*Data for the task*
>> Start

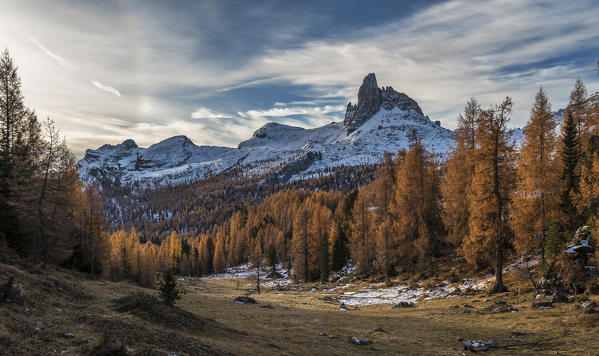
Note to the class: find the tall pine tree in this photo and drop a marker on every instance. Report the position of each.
(570, 178)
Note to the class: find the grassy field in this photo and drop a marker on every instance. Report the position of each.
(65, 313)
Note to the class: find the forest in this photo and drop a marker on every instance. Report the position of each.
(488, 203)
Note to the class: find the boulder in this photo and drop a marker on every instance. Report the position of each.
(589, 307)
(404, 305)
(245, 300)
(357, 341)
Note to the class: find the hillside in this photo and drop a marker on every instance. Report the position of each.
(64, 312)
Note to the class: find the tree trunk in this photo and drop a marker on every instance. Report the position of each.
(11, 279)
(258, 278)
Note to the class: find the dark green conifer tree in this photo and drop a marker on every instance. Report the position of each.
(167, 290)
(570, 156)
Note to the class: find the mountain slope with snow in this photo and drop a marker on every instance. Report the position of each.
(380, 122)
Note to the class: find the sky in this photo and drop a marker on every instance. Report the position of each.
(216, 71)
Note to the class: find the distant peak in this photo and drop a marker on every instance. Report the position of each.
(129, 143)
(371, 99)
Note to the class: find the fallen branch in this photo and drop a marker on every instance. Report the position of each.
(479, 345)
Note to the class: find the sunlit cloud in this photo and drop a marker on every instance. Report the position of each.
(206, 113)
(105, 88)
(60, 60)
(199, 70)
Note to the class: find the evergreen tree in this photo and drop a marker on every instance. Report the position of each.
(340, 252)
(19, 147)
(570, 157)
(536, 199)
(167, 290)
(578, 109)
(555, 241)
(271, 257)
(219, 256)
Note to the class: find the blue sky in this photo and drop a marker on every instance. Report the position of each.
(218, 70)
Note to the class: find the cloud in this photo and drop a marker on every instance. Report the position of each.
(63, 62)
(205, 60)
(105, 88)
(292, 111)
(447, 53)
(206, 113)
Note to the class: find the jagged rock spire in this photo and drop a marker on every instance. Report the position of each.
(370, 100)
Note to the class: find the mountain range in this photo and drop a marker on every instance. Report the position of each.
(381, 121)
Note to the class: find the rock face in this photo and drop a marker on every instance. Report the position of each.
(380, 122)
(371, 99)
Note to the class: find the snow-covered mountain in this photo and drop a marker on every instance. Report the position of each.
(379, 122)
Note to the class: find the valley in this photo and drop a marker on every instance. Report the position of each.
(72, 315)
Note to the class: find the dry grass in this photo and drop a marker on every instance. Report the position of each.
(282, 323)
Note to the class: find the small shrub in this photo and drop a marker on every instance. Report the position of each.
(167, 291)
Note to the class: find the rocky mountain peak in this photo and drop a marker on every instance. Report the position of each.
(371, 99)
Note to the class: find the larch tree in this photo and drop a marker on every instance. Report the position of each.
(362, 243)
(458, 172)
(302, 250)
(319, 229)
(219, 255)
(386, 243)
(416, 207)
(535, 200)
(492, 185)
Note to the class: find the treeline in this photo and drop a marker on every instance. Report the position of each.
(487, 202)
(192, 208)
(46, 213)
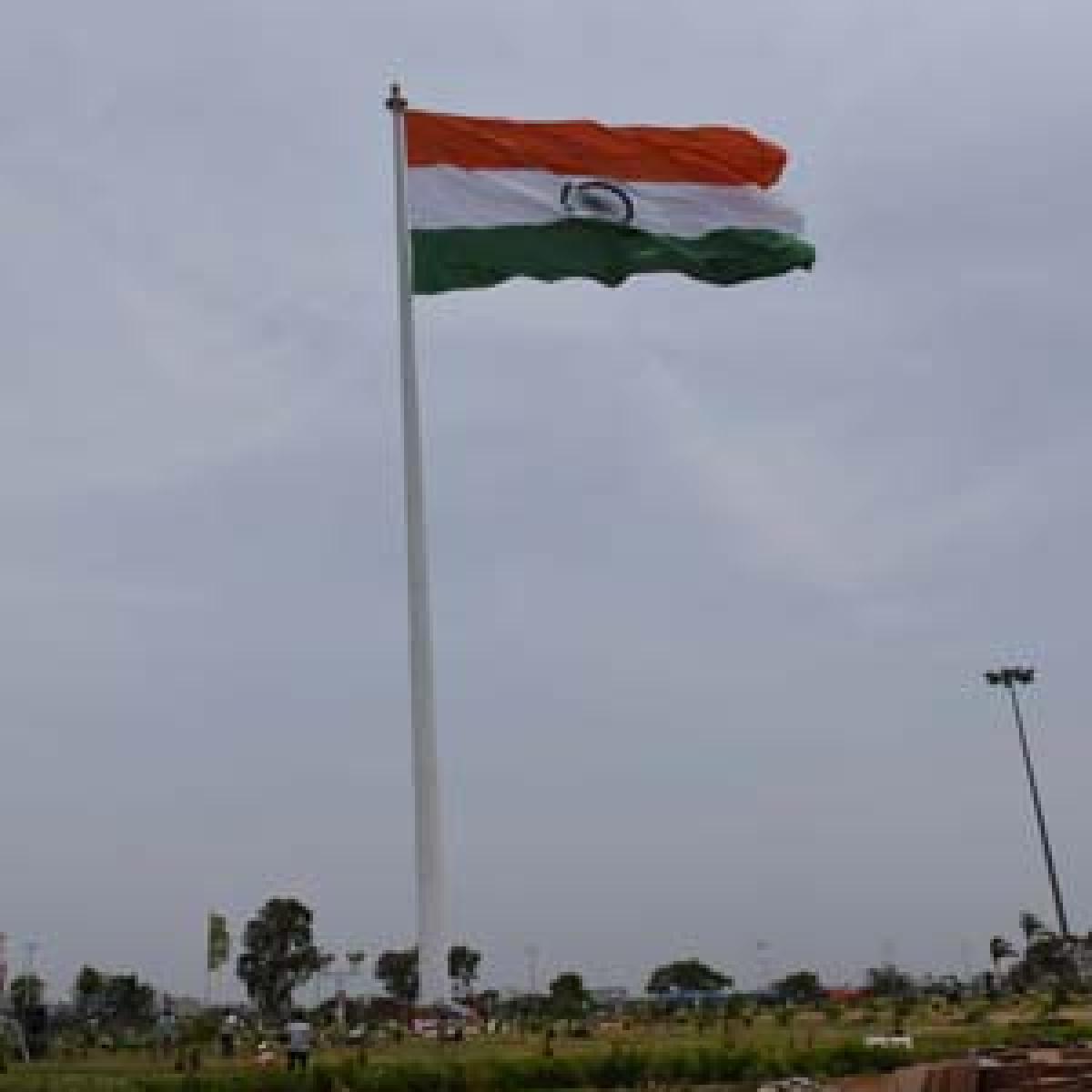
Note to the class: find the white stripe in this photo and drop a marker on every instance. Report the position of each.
(453, 197)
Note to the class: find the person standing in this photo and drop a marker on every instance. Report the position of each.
(299, 1041)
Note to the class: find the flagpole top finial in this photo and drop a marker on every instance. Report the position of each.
(397, 101)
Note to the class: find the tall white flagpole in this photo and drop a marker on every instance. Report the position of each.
(426, 782)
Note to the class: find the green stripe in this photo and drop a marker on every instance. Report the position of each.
(480, 257)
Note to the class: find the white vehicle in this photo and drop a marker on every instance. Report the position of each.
(902, 1041)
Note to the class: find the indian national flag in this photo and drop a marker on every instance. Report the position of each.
(491, 199)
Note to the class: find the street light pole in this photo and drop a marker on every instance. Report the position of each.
(1009, 677)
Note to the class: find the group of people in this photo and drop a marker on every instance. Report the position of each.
(298, 1036)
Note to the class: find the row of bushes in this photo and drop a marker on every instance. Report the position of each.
(614, 1069)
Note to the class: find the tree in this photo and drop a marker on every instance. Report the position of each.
(88, 987)
(687, 975)
(801, 987)
(999, 948)
(398, 971)
(126, 1000)
(462, 966)
(1031, 926)
(568, 998)
(26, 992)
(278, 955)
(888, 981)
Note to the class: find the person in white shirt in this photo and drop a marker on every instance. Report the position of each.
(299, 1041)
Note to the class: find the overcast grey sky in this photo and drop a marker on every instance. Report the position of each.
(715, 571)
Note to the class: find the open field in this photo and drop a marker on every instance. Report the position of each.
(678, 1054)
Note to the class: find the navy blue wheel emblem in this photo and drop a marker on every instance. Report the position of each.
(599, 200)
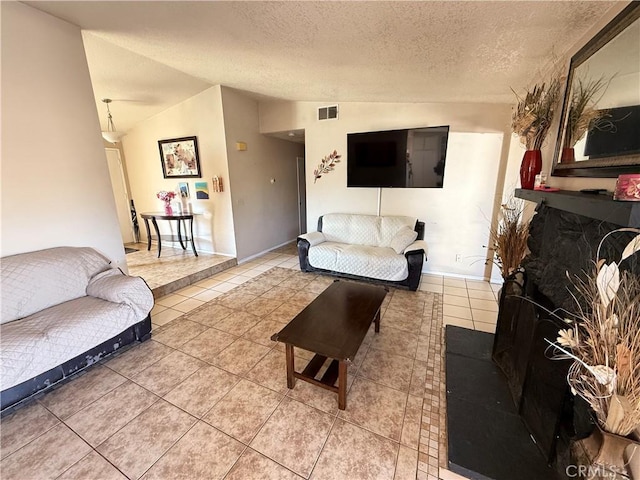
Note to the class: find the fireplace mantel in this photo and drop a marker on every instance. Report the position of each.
(598, 206)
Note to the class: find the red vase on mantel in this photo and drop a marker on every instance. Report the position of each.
(530, 167)
(568, 155)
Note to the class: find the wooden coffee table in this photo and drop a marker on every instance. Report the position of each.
(332, 326)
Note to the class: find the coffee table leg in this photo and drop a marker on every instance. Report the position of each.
(342, 385)
(290, 366)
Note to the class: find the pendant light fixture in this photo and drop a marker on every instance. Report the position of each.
(111, 135)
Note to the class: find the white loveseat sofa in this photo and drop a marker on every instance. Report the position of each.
(384, 249)
(63, 309)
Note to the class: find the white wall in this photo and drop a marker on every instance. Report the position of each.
(55, 182)
(265, 214)
(457, 217)
(199, 116)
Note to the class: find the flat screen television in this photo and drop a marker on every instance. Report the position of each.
(408, 158)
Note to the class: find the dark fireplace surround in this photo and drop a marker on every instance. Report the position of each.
(564, 237)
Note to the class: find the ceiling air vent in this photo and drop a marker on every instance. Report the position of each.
(328, 113)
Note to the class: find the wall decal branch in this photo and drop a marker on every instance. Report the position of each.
(327, 164)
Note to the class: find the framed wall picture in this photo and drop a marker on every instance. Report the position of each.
(179, 157)
(183, 187)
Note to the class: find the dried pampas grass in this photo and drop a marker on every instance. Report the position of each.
(581, 115)
(509, 238)
(603, 339)
(534, 112)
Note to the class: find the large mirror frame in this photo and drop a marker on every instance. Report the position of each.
(603, 167)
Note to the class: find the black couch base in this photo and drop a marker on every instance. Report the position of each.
(397, 284)
(22, 392)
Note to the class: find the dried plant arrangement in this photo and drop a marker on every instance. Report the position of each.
(534, 112)
(327, 164)
(581, 115)
(603, 340)
(509, 238)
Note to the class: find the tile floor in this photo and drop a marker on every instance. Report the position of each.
(207, 396)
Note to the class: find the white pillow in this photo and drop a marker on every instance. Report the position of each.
(405, 237)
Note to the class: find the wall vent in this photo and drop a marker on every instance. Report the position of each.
(328, 113)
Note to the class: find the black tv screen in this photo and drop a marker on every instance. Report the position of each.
(408, 158)
(617, 132)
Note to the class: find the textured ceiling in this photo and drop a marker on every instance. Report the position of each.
(148, 56)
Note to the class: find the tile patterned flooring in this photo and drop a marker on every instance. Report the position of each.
(206, 397)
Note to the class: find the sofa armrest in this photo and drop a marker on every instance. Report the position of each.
(416, 247)
(313, 238)
(114, 286)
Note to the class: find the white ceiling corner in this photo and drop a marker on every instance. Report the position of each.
(148, 56)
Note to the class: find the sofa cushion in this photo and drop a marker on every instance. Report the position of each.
(370, 230)
(49, 338)
(403, 239)
(381, 263)
(114, 286)
(390, 225)
(33, 281)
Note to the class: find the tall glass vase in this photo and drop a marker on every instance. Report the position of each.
(530, 167)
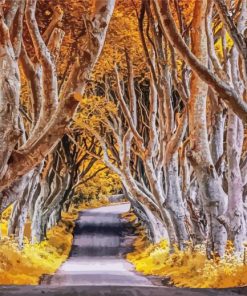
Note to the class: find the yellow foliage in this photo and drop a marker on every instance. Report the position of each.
(188, 268)
(25, 267)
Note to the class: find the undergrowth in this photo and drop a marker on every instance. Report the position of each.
(26, 266)
(188, 268)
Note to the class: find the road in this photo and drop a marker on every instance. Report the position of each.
(96, 266)
(96, 254)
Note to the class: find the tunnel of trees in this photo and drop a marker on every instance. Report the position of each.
(154, 90)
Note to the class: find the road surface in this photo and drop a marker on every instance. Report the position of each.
(96, 266)
(97, 252)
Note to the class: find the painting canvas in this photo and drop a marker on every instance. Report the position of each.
(123, 147)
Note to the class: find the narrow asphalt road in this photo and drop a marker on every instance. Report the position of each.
(96, 254)
(96, 266)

>> End

*Exercise aim*
Quote only the lines from the line containing "Note to the class: find the road in" through the end of the listing, please, keeping both the first and the last line.

*Reply to the task*
Note to the class: find the road in this photo and drop a marker on every instance. Report the position of each.
(96, 266)
(96, 254)
Note to the class: find the tunnel of trees in this photo and drop a marker on every instance. Report the position of each.
(154, 90)
Note to the class: find the road surface in this photo and drop a marker on every instance. Report the position of each.
(96, 266)
(97, 252)
Note to the class: find the painting canvas in this photo and drop a marker on every instance. Report the position of each.
(123, 147)
Note to the class: find the narrow asphalt road in this photo and drop a marker on every instance. Report the position of each.
(96, 254)
(96, 266)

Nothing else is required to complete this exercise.